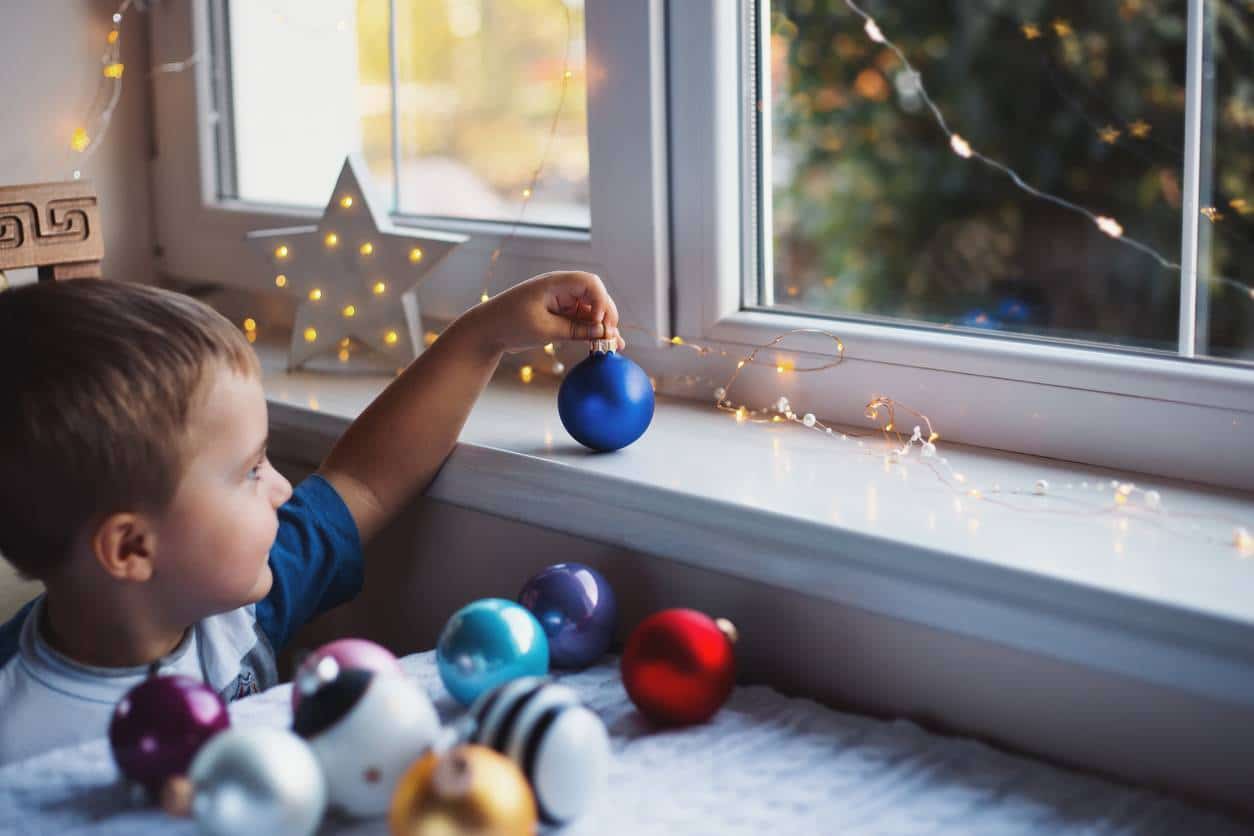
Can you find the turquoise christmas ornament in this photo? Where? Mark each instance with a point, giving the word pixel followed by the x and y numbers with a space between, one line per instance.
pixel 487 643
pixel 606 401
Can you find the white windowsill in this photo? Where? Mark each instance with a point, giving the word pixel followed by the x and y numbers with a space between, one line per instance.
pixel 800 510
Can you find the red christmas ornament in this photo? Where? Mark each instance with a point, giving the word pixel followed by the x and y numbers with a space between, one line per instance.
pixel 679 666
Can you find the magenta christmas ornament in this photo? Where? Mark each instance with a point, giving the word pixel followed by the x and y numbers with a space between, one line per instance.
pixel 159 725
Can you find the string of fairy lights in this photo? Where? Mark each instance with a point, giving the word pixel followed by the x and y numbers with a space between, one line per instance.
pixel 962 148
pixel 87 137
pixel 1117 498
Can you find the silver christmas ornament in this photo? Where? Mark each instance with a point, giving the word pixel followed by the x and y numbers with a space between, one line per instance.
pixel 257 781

---

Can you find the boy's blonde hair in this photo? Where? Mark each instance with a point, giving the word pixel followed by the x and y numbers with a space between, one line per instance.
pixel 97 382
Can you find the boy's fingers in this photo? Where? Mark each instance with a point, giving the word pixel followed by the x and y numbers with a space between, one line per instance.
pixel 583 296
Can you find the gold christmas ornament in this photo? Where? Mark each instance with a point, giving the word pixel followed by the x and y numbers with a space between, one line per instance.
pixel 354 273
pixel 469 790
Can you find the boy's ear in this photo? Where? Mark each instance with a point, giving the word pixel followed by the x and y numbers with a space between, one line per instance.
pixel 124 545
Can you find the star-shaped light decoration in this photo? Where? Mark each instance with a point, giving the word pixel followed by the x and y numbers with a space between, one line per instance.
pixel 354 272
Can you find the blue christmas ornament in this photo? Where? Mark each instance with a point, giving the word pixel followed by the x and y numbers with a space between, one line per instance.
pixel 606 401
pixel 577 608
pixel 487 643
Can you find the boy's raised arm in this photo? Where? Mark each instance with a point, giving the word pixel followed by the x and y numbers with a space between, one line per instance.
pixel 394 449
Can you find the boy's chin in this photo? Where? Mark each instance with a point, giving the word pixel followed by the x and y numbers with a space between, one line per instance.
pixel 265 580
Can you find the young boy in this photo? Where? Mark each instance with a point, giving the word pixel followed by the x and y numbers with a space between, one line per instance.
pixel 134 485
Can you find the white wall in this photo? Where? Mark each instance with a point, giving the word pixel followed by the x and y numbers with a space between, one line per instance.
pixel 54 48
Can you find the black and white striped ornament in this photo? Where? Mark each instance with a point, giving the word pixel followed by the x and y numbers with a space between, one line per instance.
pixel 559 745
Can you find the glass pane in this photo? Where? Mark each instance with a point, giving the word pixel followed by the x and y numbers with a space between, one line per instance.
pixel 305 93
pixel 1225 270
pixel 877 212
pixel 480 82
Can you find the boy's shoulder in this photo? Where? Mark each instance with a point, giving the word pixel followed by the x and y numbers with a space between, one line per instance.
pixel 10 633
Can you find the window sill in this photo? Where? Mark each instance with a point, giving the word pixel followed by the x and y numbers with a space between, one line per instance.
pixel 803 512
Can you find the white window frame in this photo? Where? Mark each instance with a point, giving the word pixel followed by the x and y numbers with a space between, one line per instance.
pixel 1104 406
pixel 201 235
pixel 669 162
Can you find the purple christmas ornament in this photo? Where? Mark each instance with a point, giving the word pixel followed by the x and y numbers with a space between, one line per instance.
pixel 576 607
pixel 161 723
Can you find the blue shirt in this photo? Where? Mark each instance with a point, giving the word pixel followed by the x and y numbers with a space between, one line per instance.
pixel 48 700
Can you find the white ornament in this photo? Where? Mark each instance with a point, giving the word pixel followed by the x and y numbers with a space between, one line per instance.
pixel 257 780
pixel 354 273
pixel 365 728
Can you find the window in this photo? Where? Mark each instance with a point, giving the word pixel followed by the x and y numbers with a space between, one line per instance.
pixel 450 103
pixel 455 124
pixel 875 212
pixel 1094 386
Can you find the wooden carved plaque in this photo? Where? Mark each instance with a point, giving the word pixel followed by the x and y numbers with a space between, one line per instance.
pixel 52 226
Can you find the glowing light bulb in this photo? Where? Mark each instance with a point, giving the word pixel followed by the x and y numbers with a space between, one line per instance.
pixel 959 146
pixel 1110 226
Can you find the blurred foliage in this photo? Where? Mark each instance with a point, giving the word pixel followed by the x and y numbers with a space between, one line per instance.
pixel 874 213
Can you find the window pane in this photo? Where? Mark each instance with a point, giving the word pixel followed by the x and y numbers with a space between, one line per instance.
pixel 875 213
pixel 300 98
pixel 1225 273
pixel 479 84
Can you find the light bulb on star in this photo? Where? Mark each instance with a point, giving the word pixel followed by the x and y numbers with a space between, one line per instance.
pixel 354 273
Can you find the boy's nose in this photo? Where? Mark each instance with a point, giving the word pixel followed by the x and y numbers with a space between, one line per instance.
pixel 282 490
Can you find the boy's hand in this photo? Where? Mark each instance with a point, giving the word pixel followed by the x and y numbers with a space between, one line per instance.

**OBJECTIVE:**
Convert the entries in the stretch from the line containing "Can you find the black" through the line containing "pixel 365 728" into a CSV with the columns input and output. Give one row per entry, with its wording under input and its points under output, and put each value in a single quoted field with line breaks turned into spaces.

**WRITTEN SOLUTION:**
input,output
"Can you find the black and white striped ornament in this photo? Where? Mark each instance with a point, giving the word pixel followed by the x and y numbers with a space between, one line per instance.","pixel 559 745"
"Can you find the glass pane in this photo? Where? Mark each instance with a point, giving the word pixel followed by the x and y numbers with a space between, one line per instance.","pixel 305 93 pixel 1225 270 pixel 877 212 pixel 480 82"
"Can you find the boy's shoulder in this photo? Where? Mark each instance with a point, giving the word pixel followed by the x and y numbers with a space between, one line per instance.","pixel 10 633"
"Can you find the window sill in this photo? Where? Mark each instance with a point, giving the word pixel followed by the x and y numbers with a space between, one line per instance.","pixel 803 512"
"Can you find the white window frame in this photo? Where? Mark each instance with a point, giving the word pixel followed by the x and y numbers with a space between, one line per instance.","pixel 1104 406 pixel 201 235 pixel 669 162"
"Can you find the purple christmas ornament in this photo? Where? Mark each instance with a point, giving the word pixel followed by the x and y numbers with a space between, one line per instance.","pixel 576 607 pixel 161 723"
"Can you find the blue shirt in this photo? Where? Mark each instance with a point, giving the word pixel followed by the x and y numbers with a space between, one line per instance.","pixel 48 700"
"Can you find the white ornament in this photo? Where? Mark each instance with a point, giving the word pixel followed by the x and y numbers with a space between, one line per instance.","pixel 257 780 pixel 354 273 pixel 365 728"